## [Text passage]
● ● ●
In the following sections, the article is divided as follows. The related work on retweet prediction is given in section 2. In section 3 authors described the methodology of the study. The evaluation of the proposed work using Machine Learning Algorithms is presented in section 4. Section 5 comprises of Conclusions and the future scope of this study.

2 Related works

To understand the user behavior, one interesting research question is, why a user shares few tweets within network and not all of them. The probable reason can be due to information overload, it is practically not possible for a user to keep sharing every incoming tweet. Hemsley [25] found that approximately 47% tweets did not get retweets [14]. It presents an opportunity to study and analysis various factors of user actions to predict information sharing behavior.

Recent studies on information sharing proposed various methods to answer these questions. The studies focused on the content of tweets used sentiment analysis, location-based features, NLP techniques, use of hashtags (#), cashtags ($), URLs, and various text-based statistical features [10, 22, 26, 45]. The text-based approaches demand heavy computational resources and also in some cases all past tweets of the user [10, 23, 27, 43, 47]. The tradeoff between accuracy and computational resources is the bottleneck to scale up for big data analysis and real-time analysis of live data streams.

The graph-based approaches are commonly limited to well-defined network boundaries and some static assumptions about the growth of the network [8]. In reality, to replicate these studies is a very big computation challenge and also very difficult to produce the same accuracy every time due to evolving network structure.

The retweet cascade techniques need data for first k retweets or the first 5–10 min window of temporal features for retweet prediction. The problem with this method is that the time stamp and user profile of each retweeter is needed to create a retweet cascade for every single tweet. These approaches are not useful for live feed data, because it is not possible to monitor every single tweet for its upcoming retweets before starting predicting [14, 18, 2831, 4647].

Retweet prediction is a very popular way of understanding the dynamics of information sharing on Twitter. In recent years, various combinations of features have been proposed for more accurate retweet prediction. The features range from simple statistical features to more complex features including language-specific NLP features, network structure and centrality-based features, temporal features consisting of first n retweets, etc. There are three main questions to understand information sharing on Twitter. The first question is which tweet will get retweets and why? The second question is, what is the significance of network structure and position of a user in the network for successful information diffusion? The third question is which user will retweet a tweet and why? To answer these questions, information required includes information about tweet content, network structure and user profiles of the author of the source tweet, and user profiles of users who will retweet it further.
● ● ●
## [Image-grounded pointing data]

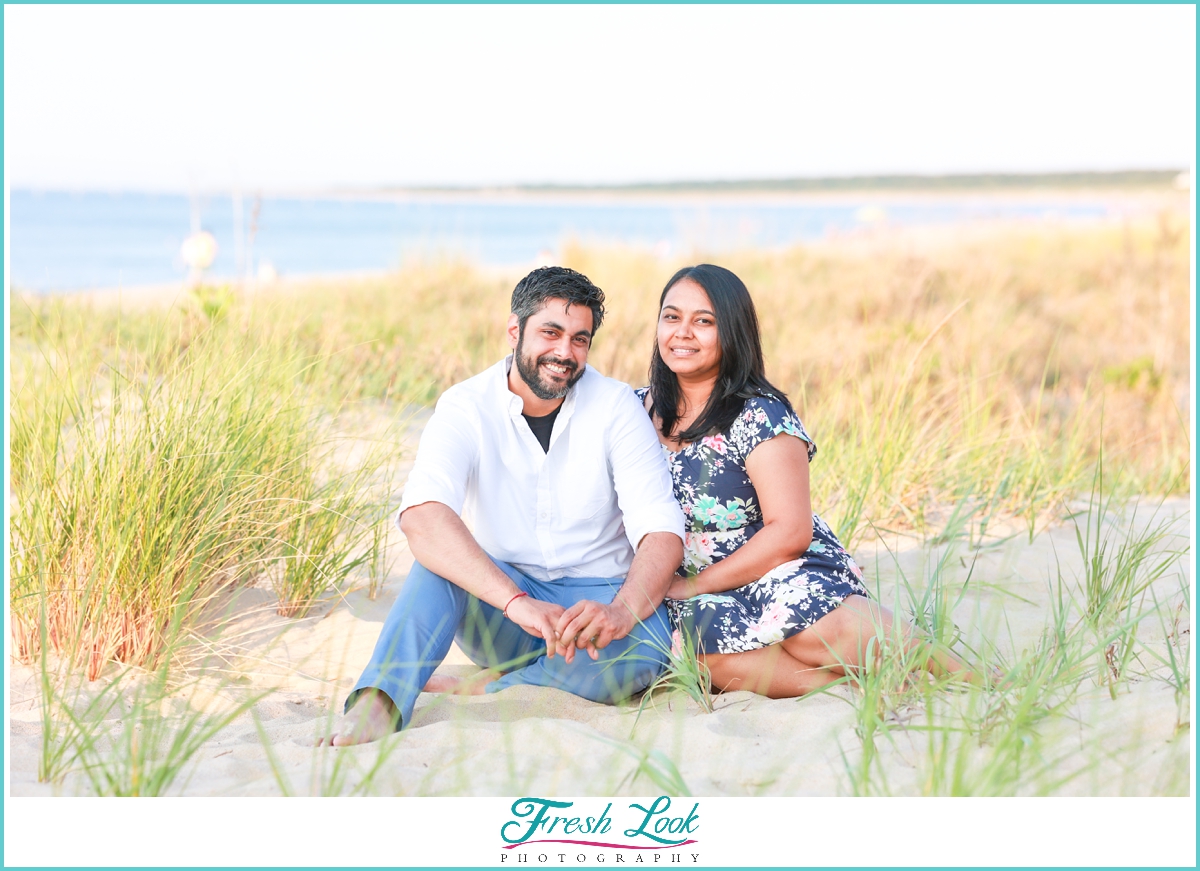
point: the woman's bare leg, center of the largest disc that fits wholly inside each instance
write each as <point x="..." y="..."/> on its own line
<point x="769" y="671"/>
<point x="841" y="637"/>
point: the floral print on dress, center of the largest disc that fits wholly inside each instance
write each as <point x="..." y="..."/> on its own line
<point x="721" y="509"/>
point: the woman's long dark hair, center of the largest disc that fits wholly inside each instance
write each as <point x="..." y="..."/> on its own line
<point x="742" y="374"/>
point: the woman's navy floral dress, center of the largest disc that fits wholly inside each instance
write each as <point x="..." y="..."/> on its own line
<point x="721" y="511"/>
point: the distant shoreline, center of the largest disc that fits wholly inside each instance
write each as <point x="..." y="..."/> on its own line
<point x="959" y="184"/>
<point x="885" y="187"/>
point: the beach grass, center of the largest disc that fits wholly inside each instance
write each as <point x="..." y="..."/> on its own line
<point x="963" y="389"/>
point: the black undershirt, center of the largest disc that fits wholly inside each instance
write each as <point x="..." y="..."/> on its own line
<point x="543" y="427"/>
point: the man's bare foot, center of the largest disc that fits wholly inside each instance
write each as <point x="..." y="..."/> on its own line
<point x="373" y="716"/>
<point x="474" y="685"/>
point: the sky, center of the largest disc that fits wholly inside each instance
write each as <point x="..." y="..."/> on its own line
<point x="309" y="97"/>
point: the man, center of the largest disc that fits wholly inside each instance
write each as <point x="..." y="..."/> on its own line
<point x="576" y="532"/>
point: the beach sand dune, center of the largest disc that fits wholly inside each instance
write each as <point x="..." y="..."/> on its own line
<point x="533" y="740"/>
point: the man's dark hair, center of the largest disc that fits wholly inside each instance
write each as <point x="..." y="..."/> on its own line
<point x="557" y="283"/>
<point x="742" y="373"/>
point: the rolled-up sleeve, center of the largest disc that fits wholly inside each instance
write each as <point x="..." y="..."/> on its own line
<point x="445" y="457"/>
<point x="640" y="474"/>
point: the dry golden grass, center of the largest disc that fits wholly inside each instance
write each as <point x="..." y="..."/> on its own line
<point x="983" y="370"/>
<point x="989" y="365"/>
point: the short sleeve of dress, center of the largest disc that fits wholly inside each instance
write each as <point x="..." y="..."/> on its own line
<point x="765" y="418"/>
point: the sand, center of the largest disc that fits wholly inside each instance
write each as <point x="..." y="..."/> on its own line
<point x="533" y="740"/>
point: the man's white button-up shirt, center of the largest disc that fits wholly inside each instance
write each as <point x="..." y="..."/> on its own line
<point x="580" y="509"/>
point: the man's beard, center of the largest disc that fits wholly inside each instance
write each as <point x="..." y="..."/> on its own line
<point x="531" y="373"/>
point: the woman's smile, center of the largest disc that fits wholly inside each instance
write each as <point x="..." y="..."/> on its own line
<point x="688" y="338"/>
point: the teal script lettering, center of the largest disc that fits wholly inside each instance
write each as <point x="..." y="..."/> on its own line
<point x="657" y="822"/>
<point x="527" y="808"/>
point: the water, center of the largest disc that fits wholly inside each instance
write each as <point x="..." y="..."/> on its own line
<point x="67" y="241"/>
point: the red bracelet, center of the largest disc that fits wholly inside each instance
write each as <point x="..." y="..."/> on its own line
<point x="505" y="612"/>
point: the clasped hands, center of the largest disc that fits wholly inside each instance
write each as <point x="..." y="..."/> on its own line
<point x="586" y="625"/>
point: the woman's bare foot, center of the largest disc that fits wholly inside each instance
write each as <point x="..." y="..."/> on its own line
<point x="373" y="716"/>
<point x="474" y="685"/>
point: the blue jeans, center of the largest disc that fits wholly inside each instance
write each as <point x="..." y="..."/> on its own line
<point x="431" y="612"/>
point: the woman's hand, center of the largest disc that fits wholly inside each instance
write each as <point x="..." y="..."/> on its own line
<point x="682" y="588"/>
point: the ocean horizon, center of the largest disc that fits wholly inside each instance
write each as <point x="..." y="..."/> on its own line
<point x="63" y="241"/>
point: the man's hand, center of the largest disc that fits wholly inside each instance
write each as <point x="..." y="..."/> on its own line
<point x="682" y="588"/>
<point x="538" y="618"/>
<point x="592" y="626"/>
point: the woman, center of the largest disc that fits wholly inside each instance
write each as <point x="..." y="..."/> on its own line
<point x="771" y="596"/>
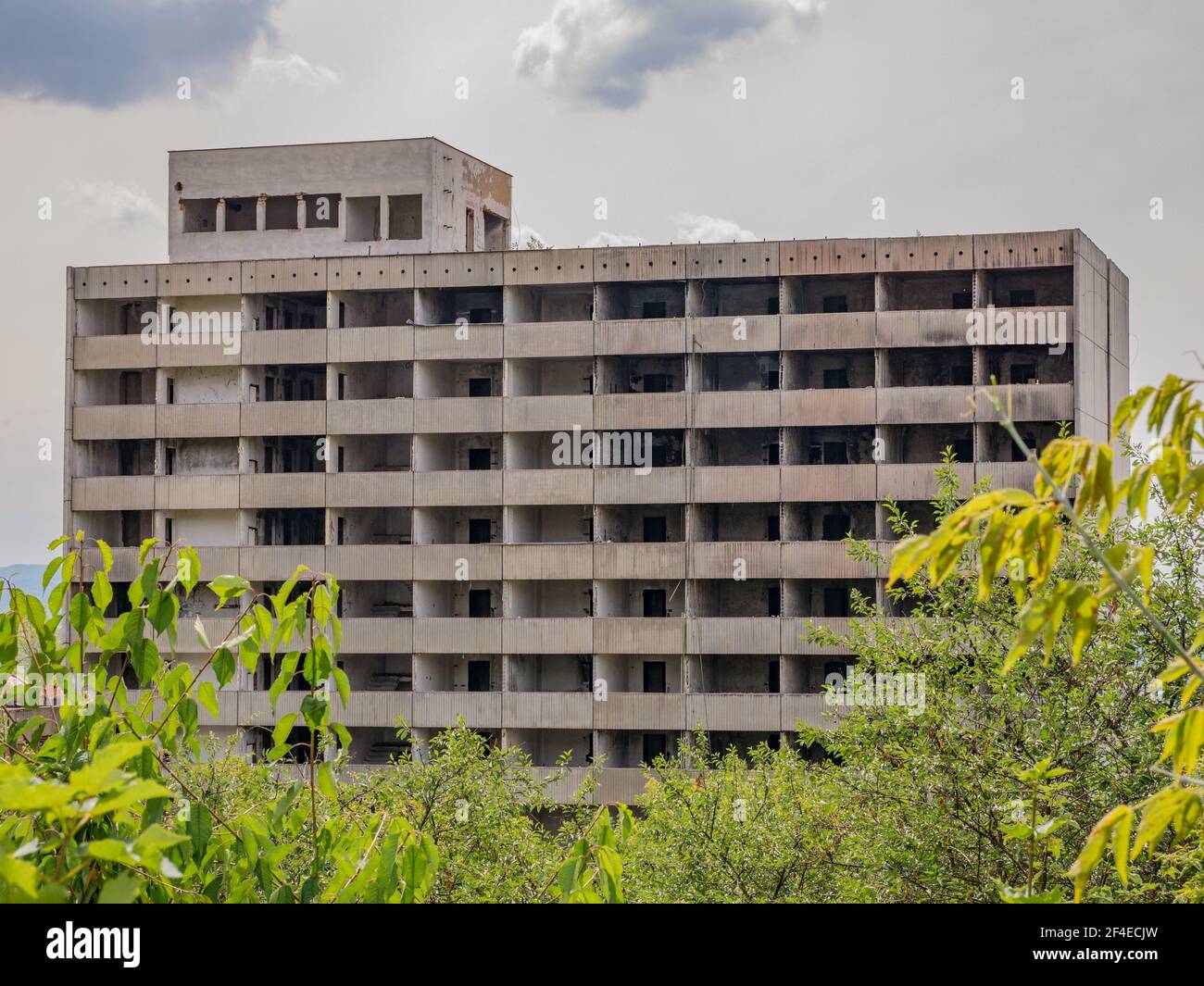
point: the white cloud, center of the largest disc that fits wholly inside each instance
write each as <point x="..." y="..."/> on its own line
<point x="521" y="235"/>
<point x="112" y="203"/>
<point x="605" y="51"/>
<point x="614" y="240"/>
<point x="292" y="70"/>
<point x="696" y="228"/>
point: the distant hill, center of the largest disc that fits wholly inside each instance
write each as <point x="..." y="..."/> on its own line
<point x="28" y="578"/>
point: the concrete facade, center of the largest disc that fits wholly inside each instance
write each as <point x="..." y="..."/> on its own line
<point x="398" y="418"/>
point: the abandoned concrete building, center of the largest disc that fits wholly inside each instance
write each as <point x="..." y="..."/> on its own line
<point x="386" y="387"/>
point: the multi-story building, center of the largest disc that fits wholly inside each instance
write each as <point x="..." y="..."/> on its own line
<point x="406" y="399"/>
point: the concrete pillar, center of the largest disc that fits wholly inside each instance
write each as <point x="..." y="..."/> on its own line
<point x="882" y="293"/>
<point x="982" y="295"/>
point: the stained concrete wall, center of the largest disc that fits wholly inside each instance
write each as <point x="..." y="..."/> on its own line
<point x="448" y="181"/>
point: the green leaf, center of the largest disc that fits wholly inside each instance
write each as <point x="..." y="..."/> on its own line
<point x="344" y="684"/>
<point x="282" y="730"/>
<point x="208" y="698"/>
<point x="223" y="666"/>
<point x="121" y="889"/>
<point x="326" y="781"/>
<point x="228" y="588"/>
<point x="107" y="555"/>
<point x="101" y="592"/>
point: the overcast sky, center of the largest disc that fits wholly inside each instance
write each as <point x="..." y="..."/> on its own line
<point x="631" y="100"/>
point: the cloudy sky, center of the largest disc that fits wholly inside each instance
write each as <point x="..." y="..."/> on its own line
<point x="631" y="100"/>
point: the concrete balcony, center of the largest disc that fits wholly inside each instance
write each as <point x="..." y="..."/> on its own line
<point x="735" y="408"/>
<point x="825" y="484"/>
<point x="197" y="420"/>
<point x="384" y="416"/>
<point x="1031" y="402"/>
<point x="277" y="562"/>
<point x="625" y="485"/>
<point x="548" y="340"/>
<point x="795" y="633"/>
<point x="228" y="706"/>
<point x="284" y="418"/>
<point x="925" y="405"/>
<point x="374" y="562"/>
<point x="641" y="710"/>
<point x="113" y="493"/>
<point x="216" y="630"/>
<point x="637" y="634"/>
<point x="826" y="560"/>
<point x="205" y="354"/>
<point x="619" y="337"/>
<point x="288" y="345"/>
<point x="916" y="481"/>
<point x="1007" y="476"/>
<point x="613" y="560"/>
<point x="737" y="484"/>
<point x="458" y="488"/>
<point x="458" y="414"/>
<point x="553" y="413"/>
<point x="548" y="561"/>
<point x="215" y="561"/>
<point x="112" y="421"/>
<point x="734" y="634"/>
<point x="944" y="327"/>
<point x="480" y="709"/>
<point x="621" y="785"/>
<point x="394" y="343"/>
<point x="639" y="412"/>
<point x="282" y="489"/>
<point x="735" y="713"/>
<point x="548" y="634"/>
<point x="458" y="634"/>
<point x="735" y="333"/>
<point x="456" y="342"/>
<point x="196" y="493"/>
<point x="854" y="406"/>
<point x="378" y="634"/>
<point x="844" y="330"/>
<point x="809" y="710"/>
<point x="112" y="353"/>
<point x="365" y="708"/>
<point x="558" y="485"/>
<point x="370" y="489"/>
<point x="548" y="710"/>
<point x="446" y="562"/>
<point x="718" y="560"/>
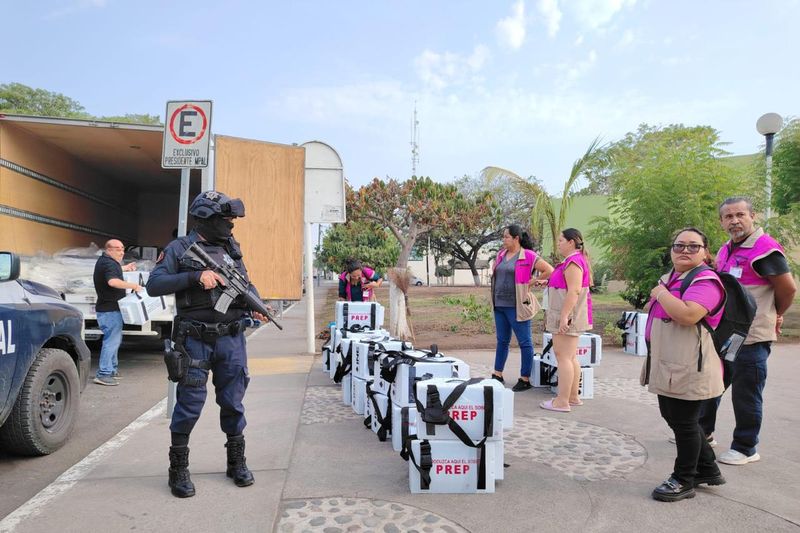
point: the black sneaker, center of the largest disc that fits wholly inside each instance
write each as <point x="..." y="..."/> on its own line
<point x="714" y="479"/>
<point x="673" y="490"/>
<point x="522" y="385"/>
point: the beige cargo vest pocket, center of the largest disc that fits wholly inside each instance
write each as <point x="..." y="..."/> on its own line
<point x="527" y="304"/>
<point x="676" y="368"/>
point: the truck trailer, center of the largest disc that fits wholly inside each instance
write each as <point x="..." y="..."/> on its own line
<point x="68" y="184"/>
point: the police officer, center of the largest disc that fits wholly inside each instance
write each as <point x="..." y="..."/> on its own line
<point x="215" y="341"/>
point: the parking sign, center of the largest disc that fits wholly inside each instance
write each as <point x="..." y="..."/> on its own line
<point x="187" y="134"/>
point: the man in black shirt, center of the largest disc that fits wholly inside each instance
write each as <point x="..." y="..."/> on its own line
<point x="110" y="287"/>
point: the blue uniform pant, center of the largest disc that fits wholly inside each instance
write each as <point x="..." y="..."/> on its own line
<point x="746" y="376"/>
<point x="505" y="319"/>
<point x="230" y="377"/>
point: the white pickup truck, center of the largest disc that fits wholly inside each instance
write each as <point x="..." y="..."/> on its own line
<point x="70" y="272"/>
<point x="159" y="325"/>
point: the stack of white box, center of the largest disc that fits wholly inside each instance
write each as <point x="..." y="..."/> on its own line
<point x="589" y="352"/>
<point x="633" y="336"/>
<point x="460" y="450"/>
<point x="381" y="378"/>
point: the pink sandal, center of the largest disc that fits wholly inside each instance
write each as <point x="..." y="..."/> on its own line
<point x="550" y="407"/>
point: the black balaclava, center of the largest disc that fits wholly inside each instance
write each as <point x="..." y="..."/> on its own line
<point x="215" y="229"/>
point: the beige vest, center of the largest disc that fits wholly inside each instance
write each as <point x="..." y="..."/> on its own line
<point x="683" y="362"/>
<point x="579" y="314"/>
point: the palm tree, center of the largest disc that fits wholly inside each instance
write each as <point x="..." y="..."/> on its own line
<point x="544" y="210"/>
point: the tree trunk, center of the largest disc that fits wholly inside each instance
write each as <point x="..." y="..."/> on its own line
<point x="475" y="276"/>
<point x="405" y="252"/>
<point x="398" y="322"/>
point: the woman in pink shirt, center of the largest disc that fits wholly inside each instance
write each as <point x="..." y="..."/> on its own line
<point x="682" y="365"/>
<point x="569" y="314"/>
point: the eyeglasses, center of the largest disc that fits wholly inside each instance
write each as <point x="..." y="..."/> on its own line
<point x="691" y="248"/>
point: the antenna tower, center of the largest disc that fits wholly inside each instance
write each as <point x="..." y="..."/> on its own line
<point x="414" y="142"/>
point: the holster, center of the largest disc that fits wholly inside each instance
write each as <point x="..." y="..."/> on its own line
<point x="177" y="363"/>
<point x="177" y="359"/>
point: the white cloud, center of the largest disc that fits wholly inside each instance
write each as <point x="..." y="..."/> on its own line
<point x="627" y="39"/>
<point x="511" y="29"/>
<point x="551" y="14"/>
<point x="75" y="6"/>
<point x="572" y="71"/>
<point x="537" y="132"/>
<point x="596" y="13"/>
<point x="441" y="70"/>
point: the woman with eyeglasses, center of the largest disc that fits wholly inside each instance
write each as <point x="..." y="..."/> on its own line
<point x="569" y="315"/>
<point x="682" y="365"/>
<point x="358" y="282"/>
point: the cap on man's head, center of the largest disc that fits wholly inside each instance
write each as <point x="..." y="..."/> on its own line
<point x="210" y="203"/>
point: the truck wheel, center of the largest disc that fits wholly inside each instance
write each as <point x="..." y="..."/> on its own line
<point x="46" y="408"/>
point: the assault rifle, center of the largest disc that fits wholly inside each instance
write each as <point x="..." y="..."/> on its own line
<point x="235" y="284"/>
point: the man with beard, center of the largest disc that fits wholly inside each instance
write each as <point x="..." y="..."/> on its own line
<point x="214" y="341"/>
<point x="759" y="263"/>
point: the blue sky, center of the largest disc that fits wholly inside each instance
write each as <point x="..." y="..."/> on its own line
<point x="524" y="85"/>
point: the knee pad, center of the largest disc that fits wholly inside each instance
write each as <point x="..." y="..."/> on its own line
<point x="195" y="379"/>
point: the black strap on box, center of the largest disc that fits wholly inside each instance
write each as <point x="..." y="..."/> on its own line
<point x="384" y="422"/>
<point x="405" y="437"/>
<point x="425" y="464"/>
<point x="437" y="413"/>
<point x="344" y="366"/>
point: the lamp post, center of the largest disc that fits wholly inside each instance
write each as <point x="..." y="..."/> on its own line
<point x="768" y="125"/>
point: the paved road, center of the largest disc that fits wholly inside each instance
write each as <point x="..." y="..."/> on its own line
<point x="104" y="411"/>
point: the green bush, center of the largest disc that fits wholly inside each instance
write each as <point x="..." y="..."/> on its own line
<point x="474" y="311"/>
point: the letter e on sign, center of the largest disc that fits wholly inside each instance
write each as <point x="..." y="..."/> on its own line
<point x="187" y="134"/>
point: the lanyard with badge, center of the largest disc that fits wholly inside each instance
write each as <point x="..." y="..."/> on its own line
<point x="735" y="271"/>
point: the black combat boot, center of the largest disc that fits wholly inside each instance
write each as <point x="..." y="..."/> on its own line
<point x="237" y="465"/>
<point x="179" y="480"/>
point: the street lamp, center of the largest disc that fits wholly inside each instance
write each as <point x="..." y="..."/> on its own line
<point x="768" y="125"/>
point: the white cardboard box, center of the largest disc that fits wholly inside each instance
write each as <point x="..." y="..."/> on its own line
<point x="454" y="468"/>
<point x="366" y="352"/>
<point x="138" y="308"/>
<point x="360" y="314"/>
<point x="403" y="390"/>
<point x="469" y="410"/>
<point x="359" y="394"/>
<point x="347" y="390"/>
<point x="589" y="352"/>
<point x="136" y="276"/>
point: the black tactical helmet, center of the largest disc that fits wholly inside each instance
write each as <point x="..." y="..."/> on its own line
<point x="211" y="203"/>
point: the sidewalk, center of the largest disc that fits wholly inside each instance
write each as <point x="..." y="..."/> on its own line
<point x="318" y="469"/>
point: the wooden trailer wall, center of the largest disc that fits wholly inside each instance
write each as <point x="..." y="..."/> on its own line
<point x="270" y="179"/>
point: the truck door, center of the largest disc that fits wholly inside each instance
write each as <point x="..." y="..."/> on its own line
<point x="13" y="335"/>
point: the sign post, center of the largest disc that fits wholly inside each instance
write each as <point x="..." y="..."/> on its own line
<point x="324" y="203"/>
<point x="187" y="135"/>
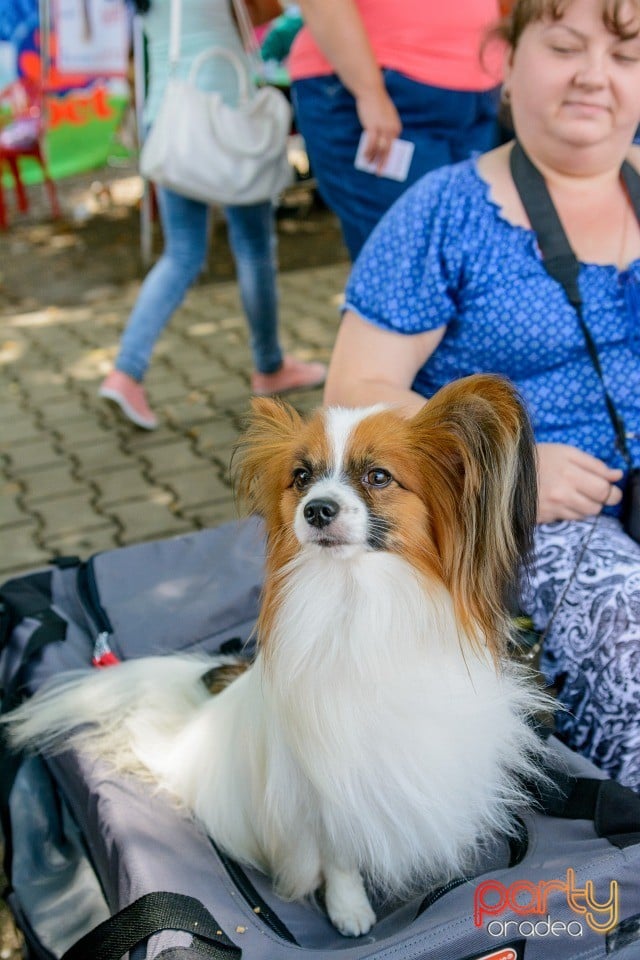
● ● ●
## [Actions to take]
1: In the passage on retweet prediction, approximately what percentage of tweets did Hemsley find received no retweets?
2: List every method or feature that, according to the passage on retweet prediction, the content-focused studies of tweets used.
3: Pick up the passage on retweet prediction after its final sentence and continue it.

## [Answers in order]
1: Approximately 47%

2: sentiment analysis, location-based features, NLP techniques, hashtags (#), cashtags ($), URLs, text-based statistical features

3:
Hemsley [25] used network structure features to predict the extent of information sharing for political messages and found that users with medium size network are more successful in spreading political information as compared to influential users with large network size. Dinh & Parulian [15] used cascade model for retweet, quote and reply tweets for COVID related tweets. They found that average cascade length for retweets is 4 h, for quote tweets is 3 days and for reply tweets is 2 days. This pattern indicates that active actions of users in form of quote and reply have more impact than passive action of retweet. Chen e.t. [10] studied the information sharing in the domain of disaster related tweets using NLP and network features and found that neutral and positive sentiment tweets had larger reach as compared to negative information. This finding is just opposite for political messages. Interestingly, they also found that if any negative information gets few retweets then it gets more responses than positive posts. The panic situation and worries about the disaster impact user behavior to share negative information more rapidly.

For handling big data streams, recent studies have proposed some very promising solutions. Murshed et al. [34] have proposed a model to calculate the overall accuracy of Twitter dataset using three different methods. Atish’s measures outperformed other methods. They found that due to several language issues related to spelling, grammar and unstructured style of writing makes it very challenging to achieve higher level of accuracy. Singh e.t. [42] have proposed a framework for processing of big data using machine learning approach. The proposed framework showcased fast processing using distributed computing and ability to scale performance of machine learning algorithm. The clustering of incoming data stream is very difficult for standard machine learning algorithms. Arpaci et al. [5] have proposed evolutionary clustering for Twitter streams on COVID related tweets. They used 43 M+ tweets as a dataset. Duan et al. [16] proposed an algorithm SELM (Spark Extreme Learning Machine) for multi-classification of big data using Apache Spark cluster. The proposed algorithm performed better and achieved highest speedup than traditional ELM (Extreme Learning Machine) algorithms.

The information sharing can be analyzed from three different points of view. The first view [10, 14, 20, 26] is to predict if a tweet will get a retweet or not? The second view [35, 36, 38, 44] is why tweets of some users get more retweets than other user’s tweets? The third view [18, 31, 46, 47] is to predict which user will retweet a post and why? To answer these questions, many recent studies have proposed a large number of new features and claimed better results. However, every study is unique in terms of a dataset, domain, set of assumptions, manually coded features, and nature of findings. The replication of these studies is not suitable for domain-independent, standard features set, and real-time analysis.

A brief summary of related work categorized by feature set used is given in Table 1.

Table 1 Brief summary of related work

2.1 Challenges for retweet prediction in real time big data analysis

Based on the literature review, following issues are listed:

  • NLP based approaches need language specific libraries and very hard to scale for language independent analysis.

  • Network based approaches need huge amount of information about social circle of each user, which is not feasible for real time random data feed.

  • Manually coded features do not support real time analysis of big data streams.

  • User data is not available from recent studies for performance comparison.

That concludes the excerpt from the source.